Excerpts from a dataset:
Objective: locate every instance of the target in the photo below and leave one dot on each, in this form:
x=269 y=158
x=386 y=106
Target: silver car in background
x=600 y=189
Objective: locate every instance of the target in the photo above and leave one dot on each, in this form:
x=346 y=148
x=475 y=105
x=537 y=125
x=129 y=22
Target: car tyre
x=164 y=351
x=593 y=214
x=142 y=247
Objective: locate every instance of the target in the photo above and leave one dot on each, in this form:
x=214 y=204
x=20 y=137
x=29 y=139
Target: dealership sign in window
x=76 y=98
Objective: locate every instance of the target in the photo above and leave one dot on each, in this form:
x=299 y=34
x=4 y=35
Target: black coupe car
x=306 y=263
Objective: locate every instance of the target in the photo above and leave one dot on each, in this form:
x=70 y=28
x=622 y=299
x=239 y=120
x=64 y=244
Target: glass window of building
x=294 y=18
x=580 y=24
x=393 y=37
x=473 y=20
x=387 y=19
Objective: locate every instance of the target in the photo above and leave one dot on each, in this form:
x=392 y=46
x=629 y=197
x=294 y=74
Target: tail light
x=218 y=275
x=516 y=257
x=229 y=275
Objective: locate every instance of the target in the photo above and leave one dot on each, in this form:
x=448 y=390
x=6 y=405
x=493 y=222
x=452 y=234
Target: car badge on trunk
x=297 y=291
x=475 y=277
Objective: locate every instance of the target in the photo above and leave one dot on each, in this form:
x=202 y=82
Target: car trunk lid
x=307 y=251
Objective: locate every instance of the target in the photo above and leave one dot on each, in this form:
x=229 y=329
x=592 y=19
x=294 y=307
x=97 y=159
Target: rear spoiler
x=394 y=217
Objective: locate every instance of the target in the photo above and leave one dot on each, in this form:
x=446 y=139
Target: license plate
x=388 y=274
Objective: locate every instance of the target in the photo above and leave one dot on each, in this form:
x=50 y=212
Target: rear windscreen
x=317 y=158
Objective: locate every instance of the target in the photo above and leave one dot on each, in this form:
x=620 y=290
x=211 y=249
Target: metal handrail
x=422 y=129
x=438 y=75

### PROMPT
The lines above starting at the one that contains "Target: glass window of building" and ending at the one that contains "x=452 y=234" must be transcribed exactly, and no other lines may appear.

### ANSWER FOR THIS EXERCISE
Target: glass window of building
x=294 y=18
x=580 y=24
x=393 y=37
x=473 y=20
x=387 y=19
Objective: locate every instance of the target in the photo above and leave one dot on each, in this form:
x=392 y=46
x=629 y=197
x=294 y=74
Target: tail light
x=218 y=275
x=516 y=257
x=229 y=275
Objective: locate every instance of the target in the photo above and leave one dot on each, in this form:
x=448 y=390
x=6 y=405
x=493 y=222
x=452 y=234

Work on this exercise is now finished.